Task objective:
Find "the red barrier" in the data, then restate the line it sits in and every later line word for word, ending with the last line.

── Listed records

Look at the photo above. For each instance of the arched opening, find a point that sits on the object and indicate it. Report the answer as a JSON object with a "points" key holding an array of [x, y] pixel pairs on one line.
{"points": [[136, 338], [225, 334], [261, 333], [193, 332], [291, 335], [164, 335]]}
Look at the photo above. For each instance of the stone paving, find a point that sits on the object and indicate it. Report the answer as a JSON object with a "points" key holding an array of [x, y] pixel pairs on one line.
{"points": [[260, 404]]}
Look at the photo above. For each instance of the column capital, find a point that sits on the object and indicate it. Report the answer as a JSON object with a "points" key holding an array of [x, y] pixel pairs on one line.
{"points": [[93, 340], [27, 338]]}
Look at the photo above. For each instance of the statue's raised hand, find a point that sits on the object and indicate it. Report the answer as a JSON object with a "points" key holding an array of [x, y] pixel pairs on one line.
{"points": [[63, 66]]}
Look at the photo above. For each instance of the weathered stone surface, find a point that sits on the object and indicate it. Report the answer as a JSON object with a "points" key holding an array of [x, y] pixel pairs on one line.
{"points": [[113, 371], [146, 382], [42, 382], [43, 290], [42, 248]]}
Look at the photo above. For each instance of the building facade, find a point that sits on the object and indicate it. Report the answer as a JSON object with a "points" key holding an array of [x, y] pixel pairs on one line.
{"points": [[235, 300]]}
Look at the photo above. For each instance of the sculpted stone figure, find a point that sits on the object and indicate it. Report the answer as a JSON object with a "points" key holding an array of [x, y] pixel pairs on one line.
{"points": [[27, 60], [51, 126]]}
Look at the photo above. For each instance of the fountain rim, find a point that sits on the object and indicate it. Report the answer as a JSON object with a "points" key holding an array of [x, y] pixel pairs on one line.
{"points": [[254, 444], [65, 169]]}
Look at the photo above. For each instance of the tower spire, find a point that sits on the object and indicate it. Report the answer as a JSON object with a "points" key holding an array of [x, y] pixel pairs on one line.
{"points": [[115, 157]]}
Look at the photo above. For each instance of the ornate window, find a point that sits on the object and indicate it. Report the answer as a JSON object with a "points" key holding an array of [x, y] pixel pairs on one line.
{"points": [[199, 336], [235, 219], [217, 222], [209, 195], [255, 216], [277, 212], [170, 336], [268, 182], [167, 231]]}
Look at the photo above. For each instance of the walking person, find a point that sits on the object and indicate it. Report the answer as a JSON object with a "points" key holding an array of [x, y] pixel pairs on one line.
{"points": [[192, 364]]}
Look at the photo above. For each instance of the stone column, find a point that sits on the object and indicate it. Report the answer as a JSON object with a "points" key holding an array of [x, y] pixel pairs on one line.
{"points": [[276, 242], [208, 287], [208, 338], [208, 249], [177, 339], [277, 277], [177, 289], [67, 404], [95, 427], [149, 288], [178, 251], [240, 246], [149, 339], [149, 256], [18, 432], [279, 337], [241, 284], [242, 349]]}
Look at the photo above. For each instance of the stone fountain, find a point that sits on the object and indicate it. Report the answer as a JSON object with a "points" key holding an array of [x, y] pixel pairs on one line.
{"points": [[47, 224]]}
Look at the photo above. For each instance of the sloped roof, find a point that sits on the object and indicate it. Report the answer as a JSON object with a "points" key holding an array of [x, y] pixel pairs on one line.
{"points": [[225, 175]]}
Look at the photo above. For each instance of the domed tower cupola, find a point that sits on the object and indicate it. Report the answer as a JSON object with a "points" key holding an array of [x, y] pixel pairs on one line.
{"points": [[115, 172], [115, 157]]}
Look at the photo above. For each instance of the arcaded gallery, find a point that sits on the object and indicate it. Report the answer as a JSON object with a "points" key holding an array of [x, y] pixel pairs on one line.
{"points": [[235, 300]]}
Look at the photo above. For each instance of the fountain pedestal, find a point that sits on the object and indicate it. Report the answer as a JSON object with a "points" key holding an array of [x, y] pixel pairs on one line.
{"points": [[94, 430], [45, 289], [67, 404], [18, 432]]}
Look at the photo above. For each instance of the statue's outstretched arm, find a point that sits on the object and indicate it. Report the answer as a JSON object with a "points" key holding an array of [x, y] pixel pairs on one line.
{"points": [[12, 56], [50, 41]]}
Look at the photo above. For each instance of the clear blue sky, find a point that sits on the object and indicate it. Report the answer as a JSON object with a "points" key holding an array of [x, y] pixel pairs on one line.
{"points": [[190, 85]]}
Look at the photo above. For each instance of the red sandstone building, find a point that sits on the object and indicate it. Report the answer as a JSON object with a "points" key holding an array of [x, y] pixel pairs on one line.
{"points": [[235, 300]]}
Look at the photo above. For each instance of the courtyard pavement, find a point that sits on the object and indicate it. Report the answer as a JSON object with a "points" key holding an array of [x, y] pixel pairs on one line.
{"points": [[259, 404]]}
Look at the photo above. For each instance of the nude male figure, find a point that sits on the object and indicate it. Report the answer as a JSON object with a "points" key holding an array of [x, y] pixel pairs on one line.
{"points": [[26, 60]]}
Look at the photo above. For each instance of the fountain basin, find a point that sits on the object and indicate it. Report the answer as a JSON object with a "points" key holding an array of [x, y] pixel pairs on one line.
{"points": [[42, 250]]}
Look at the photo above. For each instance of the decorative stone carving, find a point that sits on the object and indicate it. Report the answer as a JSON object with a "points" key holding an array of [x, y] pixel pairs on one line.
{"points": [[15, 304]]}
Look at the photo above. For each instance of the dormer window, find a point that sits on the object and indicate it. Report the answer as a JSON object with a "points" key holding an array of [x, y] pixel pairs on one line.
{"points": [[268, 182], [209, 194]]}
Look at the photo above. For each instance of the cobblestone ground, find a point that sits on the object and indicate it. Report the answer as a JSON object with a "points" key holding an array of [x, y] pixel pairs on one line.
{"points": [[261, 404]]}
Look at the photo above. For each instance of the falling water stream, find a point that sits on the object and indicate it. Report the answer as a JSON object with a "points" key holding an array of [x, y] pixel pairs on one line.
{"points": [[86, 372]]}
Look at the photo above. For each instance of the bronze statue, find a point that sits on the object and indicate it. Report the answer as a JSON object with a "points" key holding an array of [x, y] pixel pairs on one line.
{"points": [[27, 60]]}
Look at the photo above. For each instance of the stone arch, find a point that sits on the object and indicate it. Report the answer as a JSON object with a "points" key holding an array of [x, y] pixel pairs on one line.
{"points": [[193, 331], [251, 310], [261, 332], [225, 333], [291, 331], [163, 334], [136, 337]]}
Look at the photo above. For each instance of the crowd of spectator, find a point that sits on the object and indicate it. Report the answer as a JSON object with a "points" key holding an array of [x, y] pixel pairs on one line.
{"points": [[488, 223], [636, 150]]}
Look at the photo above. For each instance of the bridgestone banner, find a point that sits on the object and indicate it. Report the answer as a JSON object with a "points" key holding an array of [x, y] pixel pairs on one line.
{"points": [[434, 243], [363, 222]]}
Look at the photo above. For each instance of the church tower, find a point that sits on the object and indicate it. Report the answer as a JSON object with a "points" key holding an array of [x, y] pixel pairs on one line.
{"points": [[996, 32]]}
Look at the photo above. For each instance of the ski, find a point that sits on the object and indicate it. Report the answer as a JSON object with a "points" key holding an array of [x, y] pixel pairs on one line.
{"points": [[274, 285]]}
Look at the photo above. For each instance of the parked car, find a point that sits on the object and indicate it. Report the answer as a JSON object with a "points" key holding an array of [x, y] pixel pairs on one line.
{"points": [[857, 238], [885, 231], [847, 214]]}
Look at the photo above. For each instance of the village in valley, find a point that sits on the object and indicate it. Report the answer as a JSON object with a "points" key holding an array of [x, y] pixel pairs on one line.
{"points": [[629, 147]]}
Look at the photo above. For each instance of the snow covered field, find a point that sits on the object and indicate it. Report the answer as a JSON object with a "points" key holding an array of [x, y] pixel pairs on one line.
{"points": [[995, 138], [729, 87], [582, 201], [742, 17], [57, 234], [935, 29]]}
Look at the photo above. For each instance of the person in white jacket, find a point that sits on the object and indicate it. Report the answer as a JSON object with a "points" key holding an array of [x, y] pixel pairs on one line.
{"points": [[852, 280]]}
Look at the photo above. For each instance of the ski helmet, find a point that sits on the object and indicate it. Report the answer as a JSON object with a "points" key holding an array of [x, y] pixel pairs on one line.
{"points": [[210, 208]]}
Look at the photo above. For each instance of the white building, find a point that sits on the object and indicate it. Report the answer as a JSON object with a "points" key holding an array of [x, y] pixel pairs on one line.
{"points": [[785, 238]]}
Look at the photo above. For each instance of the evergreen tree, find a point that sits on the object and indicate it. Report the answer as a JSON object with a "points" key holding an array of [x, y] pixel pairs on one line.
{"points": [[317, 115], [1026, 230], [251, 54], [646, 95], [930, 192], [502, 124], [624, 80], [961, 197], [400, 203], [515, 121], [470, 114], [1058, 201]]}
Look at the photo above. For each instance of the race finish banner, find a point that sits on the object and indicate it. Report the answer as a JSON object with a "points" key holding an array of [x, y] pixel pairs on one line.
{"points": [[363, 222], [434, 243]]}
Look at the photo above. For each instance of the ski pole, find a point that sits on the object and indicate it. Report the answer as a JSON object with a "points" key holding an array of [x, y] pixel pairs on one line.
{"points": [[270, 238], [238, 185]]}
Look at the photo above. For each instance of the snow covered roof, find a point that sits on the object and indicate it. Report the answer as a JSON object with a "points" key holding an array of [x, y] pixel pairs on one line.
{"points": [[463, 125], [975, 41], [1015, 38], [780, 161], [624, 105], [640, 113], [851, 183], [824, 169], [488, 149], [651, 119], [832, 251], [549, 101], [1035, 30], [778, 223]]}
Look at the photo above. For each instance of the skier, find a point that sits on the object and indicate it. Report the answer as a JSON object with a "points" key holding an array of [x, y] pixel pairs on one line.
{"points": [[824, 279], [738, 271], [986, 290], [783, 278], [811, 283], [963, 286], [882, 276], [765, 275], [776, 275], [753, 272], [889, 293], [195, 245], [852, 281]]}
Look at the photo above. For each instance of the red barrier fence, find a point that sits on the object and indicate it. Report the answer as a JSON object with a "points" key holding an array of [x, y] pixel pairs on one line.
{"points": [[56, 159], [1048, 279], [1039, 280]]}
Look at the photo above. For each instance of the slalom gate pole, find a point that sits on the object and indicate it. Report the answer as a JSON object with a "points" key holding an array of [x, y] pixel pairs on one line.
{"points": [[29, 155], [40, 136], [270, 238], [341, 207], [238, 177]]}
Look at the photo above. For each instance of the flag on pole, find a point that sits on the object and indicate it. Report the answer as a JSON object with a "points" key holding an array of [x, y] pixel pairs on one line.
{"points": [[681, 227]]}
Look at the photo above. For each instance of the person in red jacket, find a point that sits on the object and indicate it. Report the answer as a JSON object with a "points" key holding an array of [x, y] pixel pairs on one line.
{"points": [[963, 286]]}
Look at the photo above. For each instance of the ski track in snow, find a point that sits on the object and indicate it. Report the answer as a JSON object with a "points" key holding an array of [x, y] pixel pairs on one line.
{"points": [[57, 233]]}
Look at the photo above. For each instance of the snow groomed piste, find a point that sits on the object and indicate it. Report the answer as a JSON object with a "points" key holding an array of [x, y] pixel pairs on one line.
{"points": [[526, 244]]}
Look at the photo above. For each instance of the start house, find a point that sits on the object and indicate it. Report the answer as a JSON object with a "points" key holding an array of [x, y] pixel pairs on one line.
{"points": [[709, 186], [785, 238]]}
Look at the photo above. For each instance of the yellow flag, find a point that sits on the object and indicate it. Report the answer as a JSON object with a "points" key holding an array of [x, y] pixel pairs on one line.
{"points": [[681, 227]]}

────

Response to this exercise:
Look at the photo above. For each instance of the red barrier fence, find a point that sits on the object and indicate it. Report the answer as a JSON object with a "points" key holding an array of [x, y] pixel pairs on one line.
{"points": [[56, 159], [1048, 279], [1039, 280]]}
Look at the photo above. For each instance of the slalom gate pole, find a point that sits on the object and indicate it. Report the answer as a JSON object with a "points" key holding an array of [x, y] pixel pairs on one line.
{"points": [[29, 155], [40, 136], [270, 238], [341, 207], [238, 177]]}
Look at the photo above. For each instance of the flag on pole, find a point that sits on the object and indicate it. Report the answer as a JSON object with a "points" key holding an array of [x, y] pixel pairs on one line.
{"points": [[681, 227]]}
Look at the photo above. For each instance of the person in red jacket, find a point that sits on the object and indicate it. Report the answer as a JSON object with a "points" key holding an array of [x, y] pixel pairs on one line.
{"points": [[963, 286]]}
Look at the photo above. For each instance of the ski track in snow, find a point that sits on the object and indicate it. Report the answer as a JSON object with a "points" key holding an array of [x, y] pixel pairs on one line.
{"points": [[57, 233]]}
Look at the photo above. For each instance of the snow groomed piste, find a point that sits on the object and indicate it. Report the answer as a JSON object with a "points" key holding an array of [x, y] pixel pairs on one line.
{"points": [[526, 244]]}
Look at the photo above. For each instance of the start house, find a point that sits on the object and indicate it. Report the answer as a JSON object with a "points" key holding an array of [x, y] pixel pairs on one line.
{"points": [[709, 186], [785, 238]]}
Look at the photo above. For each instance of the yellow flag, find a point that sits on the object and indicate it. Report the answer as a JSON object with a "points" key holding an array of [x, y] pixel pairs on one line.
{"points": [[681, 227]]}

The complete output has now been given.